▶ **SHORT PROBLEM**
Output everything in the records below verbatim, from the line containing "the cat's right" down through the final line of the records, including both of those lines.

▶ **SUPPLIED DATA**
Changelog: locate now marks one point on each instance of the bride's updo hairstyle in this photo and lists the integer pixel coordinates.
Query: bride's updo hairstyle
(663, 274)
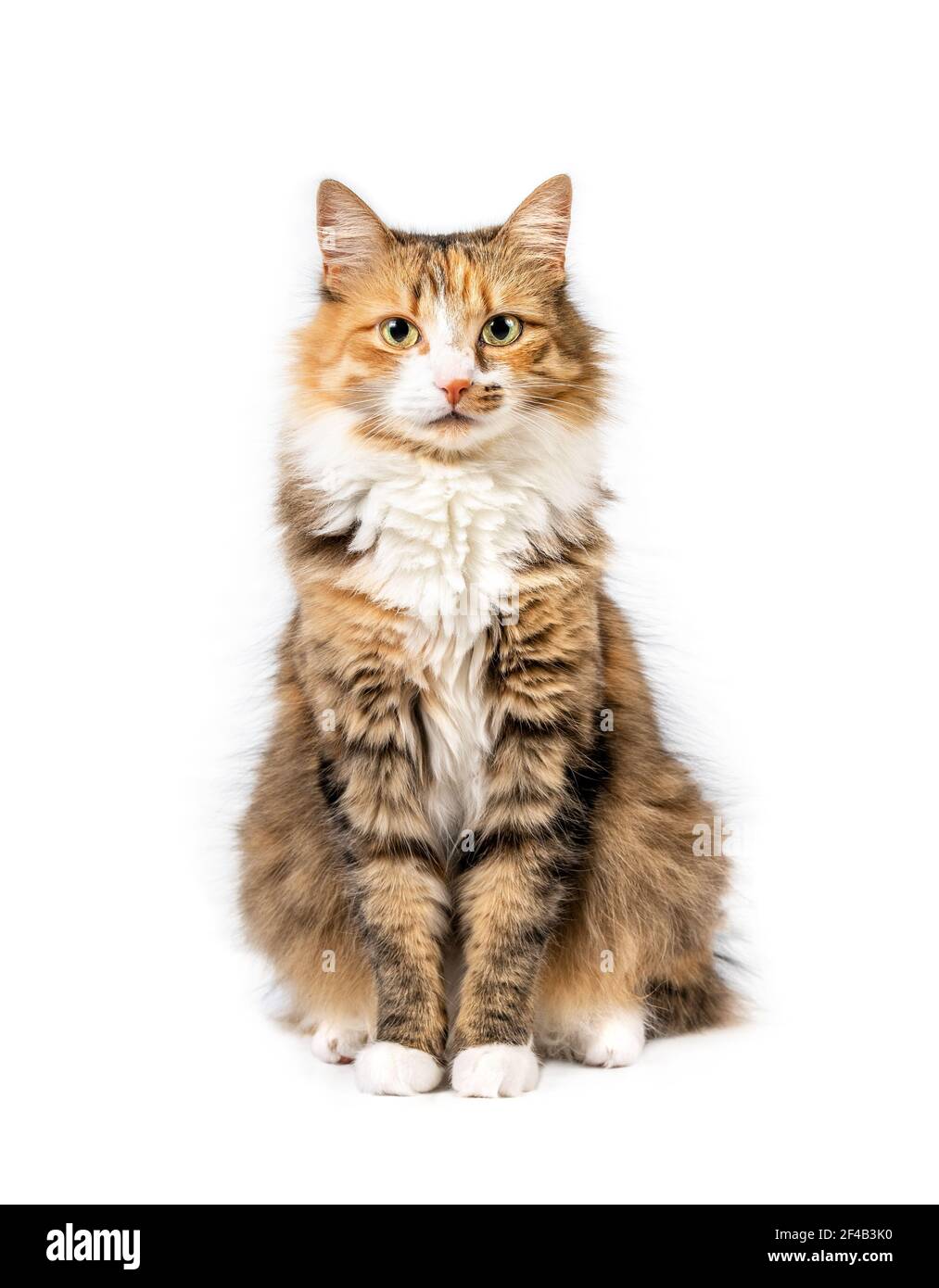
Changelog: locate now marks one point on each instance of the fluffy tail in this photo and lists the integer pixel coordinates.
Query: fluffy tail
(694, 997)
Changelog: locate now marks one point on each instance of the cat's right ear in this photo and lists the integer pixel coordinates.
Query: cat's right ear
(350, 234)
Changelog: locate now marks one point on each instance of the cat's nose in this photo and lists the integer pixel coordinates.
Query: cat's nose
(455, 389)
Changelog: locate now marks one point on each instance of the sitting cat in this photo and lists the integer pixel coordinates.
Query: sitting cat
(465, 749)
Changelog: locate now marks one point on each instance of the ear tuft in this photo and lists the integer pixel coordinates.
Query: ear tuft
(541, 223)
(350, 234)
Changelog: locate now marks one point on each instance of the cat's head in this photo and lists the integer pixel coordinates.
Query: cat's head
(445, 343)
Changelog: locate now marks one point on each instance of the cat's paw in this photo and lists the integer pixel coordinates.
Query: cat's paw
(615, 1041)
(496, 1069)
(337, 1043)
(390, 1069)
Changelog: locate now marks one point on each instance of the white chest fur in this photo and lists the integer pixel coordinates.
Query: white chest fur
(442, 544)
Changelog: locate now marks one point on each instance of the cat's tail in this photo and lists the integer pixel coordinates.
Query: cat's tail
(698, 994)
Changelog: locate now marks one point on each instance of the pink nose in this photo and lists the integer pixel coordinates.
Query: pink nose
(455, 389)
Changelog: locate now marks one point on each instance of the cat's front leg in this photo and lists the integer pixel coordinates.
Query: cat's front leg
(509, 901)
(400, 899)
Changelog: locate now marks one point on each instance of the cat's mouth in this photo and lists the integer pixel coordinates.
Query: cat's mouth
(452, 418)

▶ **RESULT**
Changelog: locate now marks one point on each instance of the cat's right ear in this photo and lists the integer pixel coordinates.
Query: cat's right ear
(350, 234)
Changelog: locate now marks one point on each instance of the cat's nose in this photo and lists the integer pixel coordinates.
Query: cat's nose
(455, 389)
Changelog: locate now marks one point on each instance of the sitting cat in this photo and lists the integer pixel coordinates.
Query: sitting cat
(465, 749)
Changelog: locate now marks one point on each instance of the ear tuft in this photo and lists the integer pixel coordinates.
Query: ear tuft
(541, 223)
(350, 234)
Changelog: locate now marks one point on each instance of the cat's head in this photo and lists the integer pixel coordinates.
Query: cat's head
(445, 343)
Changelog: locate now marks one point on each instance of the cat's paw in this photo and lists the integer pixel coordinates.
Query: cat's paw
(615, 1041)
(496, 1069)
(337, 1043)
(390, 1069)
Changelog: locate now marks one point on each instance of the white chest fur in this photo and lists the integer pixel coordinates.
Query: white chest fur
(442, 544)
Changelog: locate now marks one point on each instance of the cat's tail in this photo and lists the integer pixel coordinates.
Query: cat's tail
(698, 994)
Changelog: locate now marks one point on each instance of the pink nose in this photo and lists the integer pixel coordinates.
Query: pink nose
(455, 389)
Changelog: locate now marks one point on each instance of the cat's front leg in this photo and lists the integer pixel coordinates.
Query: cat's front leg
(509, 901)
(400, 899)
Changelog: locate now marks one point on each instance of the cat's mouth in this photo and lists the integer pixel coordinates.
Query: cat's mouth
(452, 418)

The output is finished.